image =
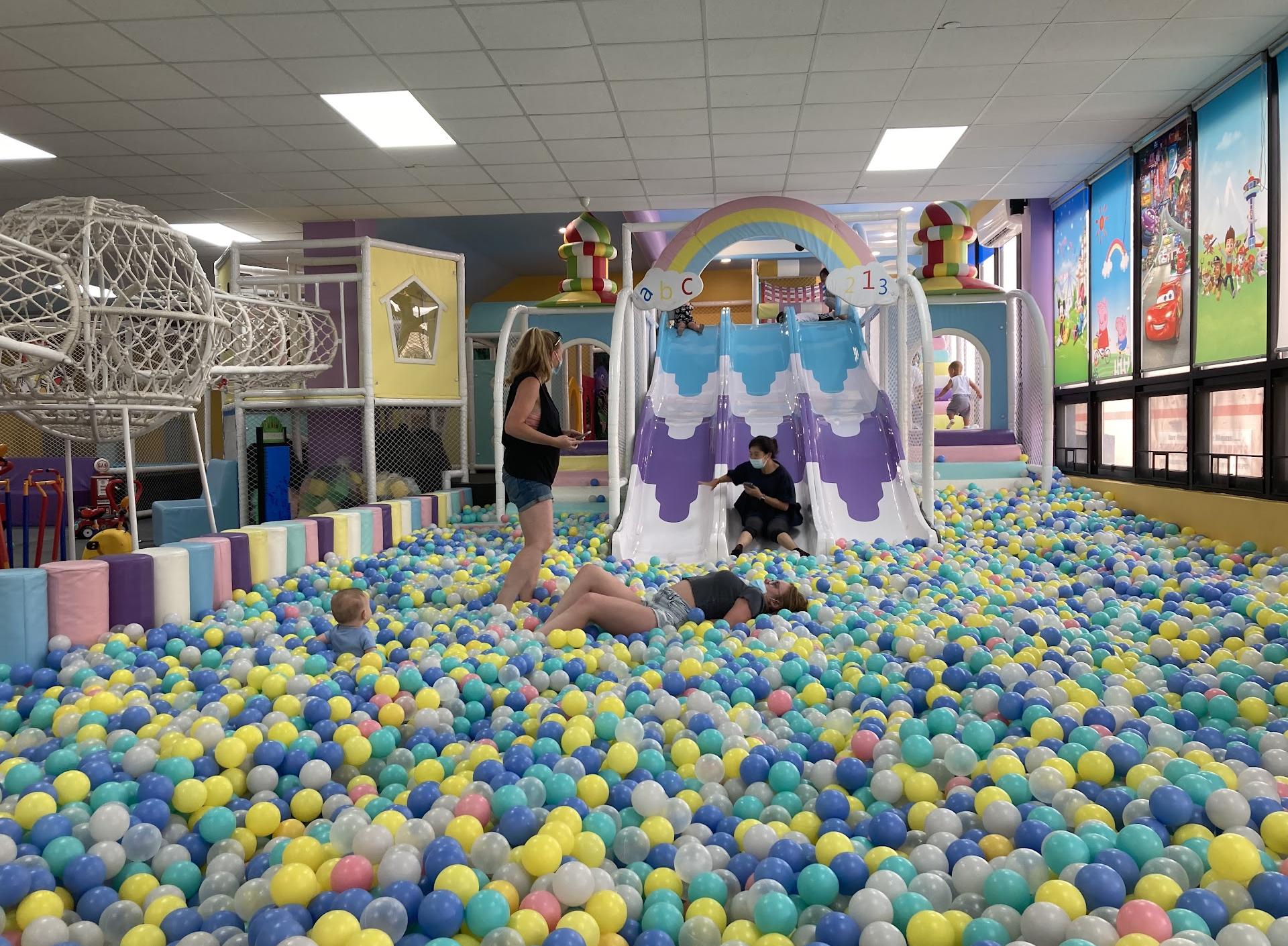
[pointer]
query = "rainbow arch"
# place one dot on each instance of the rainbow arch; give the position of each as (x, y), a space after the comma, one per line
(820, 231)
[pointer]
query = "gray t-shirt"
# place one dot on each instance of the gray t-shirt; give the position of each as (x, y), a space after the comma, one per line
(716, 593)
(356, 641)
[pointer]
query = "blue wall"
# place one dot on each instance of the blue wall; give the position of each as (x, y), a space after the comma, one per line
(987, 323)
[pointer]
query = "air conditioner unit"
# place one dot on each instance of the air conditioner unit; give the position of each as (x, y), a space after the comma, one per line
(1001, 223)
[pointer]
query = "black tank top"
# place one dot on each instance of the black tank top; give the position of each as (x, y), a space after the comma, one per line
(527, 460)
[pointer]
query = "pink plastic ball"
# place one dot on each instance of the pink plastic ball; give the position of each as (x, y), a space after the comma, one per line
(1144, 916)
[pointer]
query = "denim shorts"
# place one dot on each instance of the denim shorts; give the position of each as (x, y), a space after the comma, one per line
(669, 607)
(526, 492)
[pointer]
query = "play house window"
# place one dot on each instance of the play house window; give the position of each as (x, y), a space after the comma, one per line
(414, 323)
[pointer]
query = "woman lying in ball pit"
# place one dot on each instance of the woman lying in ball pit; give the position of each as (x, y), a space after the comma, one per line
(596, 597)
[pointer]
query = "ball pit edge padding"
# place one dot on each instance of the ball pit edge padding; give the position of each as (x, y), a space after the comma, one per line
(79, 600)
(25, 605)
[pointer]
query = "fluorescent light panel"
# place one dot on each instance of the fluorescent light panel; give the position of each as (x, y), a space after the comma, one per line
(215, 233)
(915, 148)
(390, 119)
(13, 150)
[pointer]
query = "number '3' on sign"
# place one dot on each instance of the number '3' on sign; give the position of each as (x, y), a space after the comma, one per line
(863, 285)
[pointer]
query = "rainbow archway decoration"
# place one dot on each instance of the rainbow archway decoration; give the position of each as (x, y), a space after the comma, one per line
(676, 275)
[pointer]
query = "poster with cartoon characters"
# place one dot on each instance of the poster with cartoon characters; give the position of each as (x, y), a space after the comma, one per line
(1233, 305)
(1111, 274)
(1165, 183)
(1072, 316)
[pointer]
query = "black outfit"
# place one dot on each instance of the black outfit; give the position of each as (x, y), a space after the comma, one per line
(716, 593)
(525, 459)
(759, 517)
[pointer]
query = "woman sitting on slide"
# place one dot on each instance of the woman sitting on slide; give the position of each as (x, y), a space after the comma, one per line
(768, 503)
(596, 597)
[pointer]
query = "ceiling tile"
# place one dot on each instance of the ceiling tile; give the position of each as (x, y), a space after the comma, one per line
(564, 98)
(885, 50)
(1212, 36)
(672, 146)
(590, 124)
(754, 120)
(676, 168)
(523, 173)
(970, 46)
(327, 74)
(824, 142)
(673, 93)
(282, 110)
(652, 60)
(1112, 40)
(50, 85)
(79, 44)
(515, 128)
(867, 85)
(195, 113)
(529, 26)
(853, 115)
(254, 78)
(598, 170)
(749, 57)
(955, 81)
(443, 70)
(1058, 78)
(193, 39)
(301, 34)
(549, 66)
(737, 18)
(144, 81)
(657, 21)
(757, 91)
(414, 32)
(1006, 110)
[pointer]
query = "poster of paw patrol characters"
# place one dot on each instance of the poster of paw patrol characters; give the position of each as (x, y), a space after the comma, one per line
(1111, 274)
(1233, 305)
(1072, 321)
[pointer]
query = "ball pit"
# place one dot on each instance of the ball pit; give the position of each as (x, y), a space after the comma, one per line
(1064, 727)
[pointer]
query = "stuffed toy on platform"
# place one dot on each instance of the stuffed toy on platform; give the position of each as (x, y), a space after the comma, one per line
(946, 236)
(586, 250)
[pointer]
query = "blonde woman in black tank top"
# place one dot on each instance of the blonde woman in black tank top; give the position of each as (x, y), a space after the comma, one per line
(531, 441)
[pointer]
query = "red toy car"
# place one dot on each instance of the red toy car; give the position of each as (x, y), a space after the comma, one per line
(1163, 319)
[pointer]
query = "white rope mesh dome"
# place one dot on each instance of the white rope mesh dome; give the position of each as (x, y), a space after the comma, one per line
(274, 343)
(148, 337)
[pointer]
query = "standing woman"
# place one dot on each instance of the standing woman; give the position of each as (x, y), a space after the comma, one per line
(532, 440)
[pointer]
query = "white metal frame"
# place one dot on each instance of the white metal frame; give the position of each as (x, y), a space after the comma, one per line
(294, 282)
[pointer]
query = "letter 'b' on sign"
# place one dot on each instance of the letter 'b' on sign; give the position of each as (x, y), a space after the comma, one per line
(666, 289)
(863, 285)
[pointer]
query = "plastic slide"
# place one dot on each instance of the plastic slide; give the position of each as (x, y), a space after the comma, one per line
(805, 383)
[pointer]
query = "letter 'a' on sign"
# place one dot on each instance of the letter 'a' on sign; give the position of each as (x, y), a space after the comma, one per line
(863, 285)
(666, 289)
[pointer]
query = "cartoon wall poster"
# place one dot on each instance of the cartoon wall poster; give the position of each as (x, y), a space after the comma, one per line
(1072, 316)
(1165, 185)
(1233, 305)
(1111, 274)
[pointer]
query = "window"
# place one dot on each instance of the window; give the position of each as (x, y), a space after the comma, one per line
(1234, 442)
(1167, 421)
(1116, 433)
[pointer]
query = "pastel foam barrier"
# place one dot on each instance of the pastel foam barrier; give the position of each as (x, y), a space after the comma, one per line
(78, 602)
(130, 594)
(170, 587)
(201, 575)
(25, 605)
(222, 575)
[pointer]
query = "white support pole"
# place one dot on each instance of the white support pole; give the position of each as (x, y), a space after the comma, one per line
(201, 472)
(128, 442)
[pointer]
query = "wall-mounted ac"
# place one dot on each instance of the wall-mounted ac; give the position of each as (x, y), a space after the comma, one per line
(1001, 223)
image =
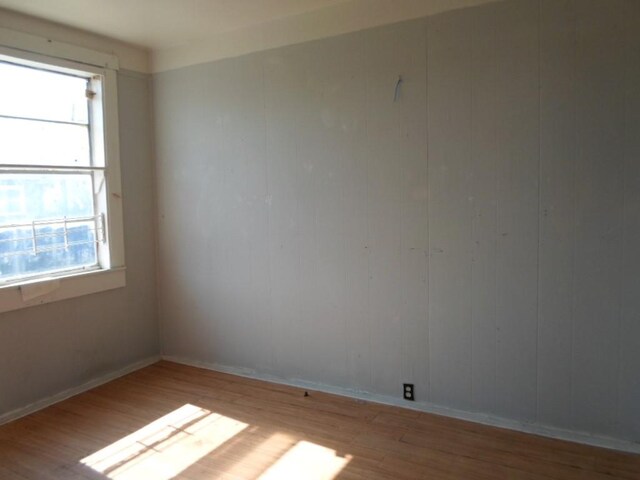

◇ ◇ ◇

◆ **THE TASK**
Collect each line of the listing above in which "standing" appears as a whole word, treating uppercase and lowercase letters as distinct.

◆ **WRITTEN ANSWER**
query = "standing woman"
# place one dot on each instance of the standing woman; give the position of each as (x, y), a space after the comma, one per line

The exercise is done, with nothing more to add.